*** Opening of Extracted text ***

What is Autism?
Autism is a neuro-developmental disability that impacts an individual’s ability to regulate sensory input, to communicate, to interact socially, and to learn in conventional ways. Autism is a spectrum disorder and so affects each individual differently and at varying degrees. Early intervention is crucial to mitigate the degree of impact: by learning the signs early, a child can begin benefiting from one of the many specialized intervention programs.
- 1 in 68 children are diagnosed with Autism Spectrum Disorder (ASD) — around 2% of 3-17 year olds in the United States. (CDC 2014 data)
- ASD is almost five times more common in boys, with 1 in 42 boys diagnosed versus 1 in 189 girls.
- Autism knows no racial, ethnic or socio-economic boundaries and can affect any family and any child.
- Autism costs a family approximately $60,000 per year, or about $3-$5 million dollars of service costs throughout the child’s lifetime.
- Autism is the fastest growing diagnosis in the California Special Education system.
- While in general Regional Center caseloads have more than tripled in the past 25 years, autism cases have grown by about 14x. (May 2014 DDS data) Find out more about Bay Area statistics here: http://www.sfautismsociety.org/sf-bay-area-autism-by-numbers.html
- California Department of Developmental Services autism cases (limited to “substantially disabling” autism) have skyrocketed from 3,262 in 1989 to more than 73,000 today. (September 2014 DDS data)

*** Close of Extracted text ***

- **Tasks for this exercise**:
1/ In the text on autism, how many boys are diagnosed with ASD?
2/ Please output the text on autism word for word, from "- ASD is almost" up to and including "the child’s lifetime.".

*** Opening of Dataset entries ***

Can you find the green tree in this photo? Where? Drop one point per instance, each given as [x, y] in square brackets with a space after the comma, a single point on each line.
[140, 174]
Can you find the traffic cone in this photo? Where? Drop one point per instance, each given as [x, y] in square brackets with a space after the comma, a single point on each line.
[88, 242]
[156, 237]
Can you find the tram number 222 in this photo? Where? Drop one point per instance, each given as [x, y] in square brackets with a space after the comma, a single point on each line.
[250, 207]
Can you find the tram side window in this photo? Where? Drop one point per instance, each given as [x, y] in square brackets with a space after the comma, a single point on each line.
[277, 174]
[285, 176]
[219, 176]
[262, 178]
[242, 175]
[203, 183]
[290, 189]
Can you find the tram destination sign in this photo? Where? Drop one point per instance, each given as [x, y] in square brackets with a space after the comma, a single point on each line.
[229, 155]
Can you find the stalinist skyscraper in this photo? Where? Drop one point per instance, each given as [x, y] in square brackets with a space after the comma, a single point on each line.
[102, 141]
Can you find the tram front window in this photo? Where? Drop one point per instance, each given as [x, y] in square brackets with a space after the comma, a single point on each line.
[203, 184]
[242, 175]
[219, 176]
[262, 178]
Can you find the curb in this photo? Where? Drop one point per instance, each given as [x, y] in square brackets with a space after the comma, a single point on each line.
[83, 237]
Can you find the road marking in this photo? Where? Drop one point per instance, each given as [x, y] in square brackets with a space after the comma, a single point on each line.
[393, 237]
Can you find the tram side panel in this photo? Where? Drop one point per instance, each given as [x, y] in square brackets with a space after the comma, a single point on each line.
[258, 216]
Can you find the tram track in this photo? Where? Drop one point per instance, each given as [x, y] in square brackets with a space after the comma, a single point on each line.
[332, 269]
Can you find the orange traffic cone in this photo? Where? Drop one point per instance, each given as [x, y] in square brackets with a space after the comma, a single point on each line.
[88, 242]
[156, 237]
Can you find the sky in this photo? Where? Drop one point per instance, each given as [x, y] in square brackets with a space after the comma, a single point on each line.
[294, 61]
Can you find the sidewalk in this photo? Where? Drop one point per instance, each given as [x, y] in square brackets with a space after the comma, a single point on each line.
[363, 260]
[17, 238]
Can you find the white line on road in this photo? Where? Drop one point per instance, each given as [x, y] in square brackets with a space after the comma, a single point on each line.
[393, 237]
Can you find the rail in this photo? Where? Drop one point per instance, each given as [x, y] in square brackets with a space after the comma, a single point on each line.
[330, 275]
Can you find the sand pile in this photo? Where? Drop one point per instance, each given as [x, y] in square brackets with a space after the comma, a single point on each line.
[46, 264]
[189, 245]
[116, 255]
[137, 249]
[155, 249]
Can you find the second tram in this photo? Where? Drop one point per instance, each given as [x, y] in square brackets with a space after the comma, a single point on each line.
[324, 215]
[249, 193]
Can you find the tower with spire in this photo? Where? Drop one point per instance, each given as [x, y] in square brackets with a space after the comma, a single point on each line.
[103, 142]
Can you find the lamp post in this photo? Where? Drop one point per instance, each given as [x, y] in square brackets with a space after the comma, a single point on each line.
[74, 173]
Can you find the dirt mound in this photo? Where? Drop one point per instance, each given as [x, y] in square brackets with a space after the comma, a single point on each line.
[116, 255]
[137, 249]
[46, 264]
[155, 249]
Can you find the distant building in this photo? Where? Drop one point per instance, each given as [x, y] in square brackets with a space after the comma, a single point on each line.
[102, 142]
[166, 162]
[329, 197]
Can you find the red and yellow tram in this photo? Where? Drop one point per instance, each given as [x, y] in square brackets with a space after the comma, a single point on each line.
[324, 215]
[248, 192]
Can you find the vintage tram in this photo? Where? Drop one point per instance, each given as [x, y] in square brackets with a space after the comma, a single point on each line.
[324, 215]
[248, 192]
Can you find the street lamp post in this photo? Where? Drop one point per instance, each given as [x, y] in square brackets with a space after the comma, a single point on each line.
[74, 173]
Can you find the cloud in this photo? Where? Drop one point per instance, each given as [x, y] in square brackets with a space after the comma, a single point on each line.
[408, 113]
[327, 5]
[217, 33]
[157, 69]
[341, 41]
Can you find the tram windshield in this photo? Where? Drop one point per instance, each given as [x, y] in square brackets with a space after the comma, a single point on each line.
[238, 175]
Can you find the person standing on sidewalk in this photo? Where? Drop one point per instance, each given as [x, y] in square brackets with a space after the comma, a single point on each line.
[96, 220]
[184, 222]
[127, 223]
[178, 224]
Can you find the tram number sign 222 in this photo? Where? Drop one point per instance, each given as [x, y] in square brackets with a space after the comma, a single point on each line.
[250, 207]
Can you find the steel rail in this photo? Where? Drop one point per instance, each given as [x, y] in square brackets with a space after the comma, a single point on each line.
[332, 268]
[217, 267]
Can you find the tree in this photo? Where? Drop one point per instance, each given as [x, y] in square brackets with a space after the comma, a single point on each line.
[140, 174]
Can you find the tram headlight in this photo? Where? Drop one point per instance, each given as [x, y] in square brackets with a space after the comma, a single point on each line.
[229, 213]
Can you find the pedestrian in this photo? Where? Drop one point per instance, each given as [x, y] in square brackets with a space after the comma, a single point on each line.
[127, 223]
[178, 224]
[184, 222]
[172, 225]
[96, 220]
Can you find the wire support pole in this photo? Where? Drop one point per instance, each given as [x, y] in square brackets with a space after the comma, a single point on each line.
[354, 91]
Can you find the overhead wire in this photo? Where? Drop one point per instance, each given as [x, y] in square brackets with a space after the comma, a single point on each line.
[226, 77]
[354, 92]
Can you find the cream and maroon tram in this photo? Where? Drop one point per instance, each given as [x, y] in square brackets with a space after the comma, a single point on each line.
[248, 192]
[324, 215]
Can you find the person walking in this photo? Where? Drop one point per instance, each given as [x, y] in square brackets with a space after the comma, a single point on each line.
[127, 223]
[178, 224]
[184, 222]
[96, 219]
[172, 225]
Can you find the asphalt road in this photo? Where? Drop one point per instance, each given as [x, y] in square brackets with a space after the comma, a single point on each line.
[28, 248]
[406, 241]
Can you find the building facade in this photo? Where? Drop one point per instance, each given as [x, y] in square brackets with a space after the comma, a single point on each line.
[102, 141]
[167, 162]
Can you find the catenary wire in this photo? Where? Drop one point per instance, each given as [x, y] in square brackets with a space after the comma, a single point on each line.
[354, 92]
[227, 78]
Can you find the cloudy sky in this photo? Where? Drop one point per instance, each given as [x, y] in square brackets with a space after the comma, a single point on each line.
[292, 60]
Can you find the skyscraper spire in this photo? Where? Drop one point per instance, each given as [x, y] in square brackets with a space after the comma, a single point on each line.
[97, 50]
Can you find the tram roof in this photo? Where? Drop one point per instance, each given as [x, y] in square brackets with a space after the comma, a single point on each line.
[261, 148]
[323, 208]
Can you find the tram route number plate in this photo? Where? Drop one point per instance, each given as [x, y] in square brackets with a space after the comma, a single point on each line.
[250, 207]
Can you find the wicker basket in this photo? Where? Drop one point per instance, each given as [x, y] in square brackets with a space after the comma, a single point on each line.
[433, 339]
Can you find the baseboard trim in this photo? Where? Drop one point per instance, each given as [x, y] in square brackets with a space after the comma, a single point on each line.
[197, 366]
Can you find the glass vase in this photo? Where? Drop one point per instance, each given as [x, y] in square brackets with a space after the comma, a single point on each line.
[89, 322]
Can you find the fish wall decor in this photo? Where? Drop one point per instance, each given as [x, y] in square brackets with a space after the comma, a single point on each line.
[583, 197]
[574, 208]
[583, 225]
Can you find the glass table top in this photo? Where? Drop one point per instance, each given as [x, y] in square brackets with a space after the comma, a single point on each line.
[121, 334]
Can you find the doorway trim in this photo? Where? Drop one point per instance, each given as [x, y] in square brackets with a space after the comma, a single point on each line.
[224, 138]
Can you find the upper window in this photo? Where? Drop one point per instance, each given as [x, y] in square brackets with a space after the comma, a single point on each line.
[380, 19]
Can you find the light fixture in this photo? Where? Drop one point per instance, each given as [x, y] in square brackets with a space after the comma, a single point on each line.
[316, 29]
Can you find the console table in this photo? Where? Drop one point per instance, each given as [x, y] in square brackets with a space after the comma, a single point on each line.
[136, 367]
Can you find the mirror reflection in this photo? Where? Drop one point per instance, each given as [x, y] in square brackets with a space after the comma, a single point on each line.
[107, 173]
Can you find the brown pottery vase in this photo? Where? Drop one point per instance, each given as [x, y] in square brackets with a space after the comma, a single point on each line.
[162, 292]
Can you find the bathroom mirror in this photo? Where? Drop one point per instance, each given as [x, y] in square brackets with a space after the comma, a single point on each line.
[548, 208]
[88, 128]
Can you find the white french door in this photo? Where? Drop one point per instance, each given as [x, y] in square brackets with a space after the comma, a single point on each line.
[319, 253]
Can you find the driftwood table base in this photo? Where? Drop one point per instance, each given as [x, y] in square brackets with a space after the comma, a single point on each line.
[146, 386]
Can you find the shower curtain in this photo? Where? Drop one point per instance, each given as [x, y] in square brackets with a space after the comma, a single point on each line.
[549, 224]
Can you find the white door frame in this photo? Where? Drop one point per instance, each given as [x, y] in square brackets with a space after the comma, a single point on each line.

*** Close of Dataset entries ***

- **Answers by item number**:
1/ 1 in 42 boys.

2/
- ASD is almost five times more common in boys, with 1 in 42 boys diagnosed versus 1 in 189 girls.
- Autism knows no racial, ethnic or socio-economic boundaries and can affect any family and any child.
- Autism costs a family approximately $60,000 per year, or about $3-$5 million dollars of service costs throughout the child’s lifetime.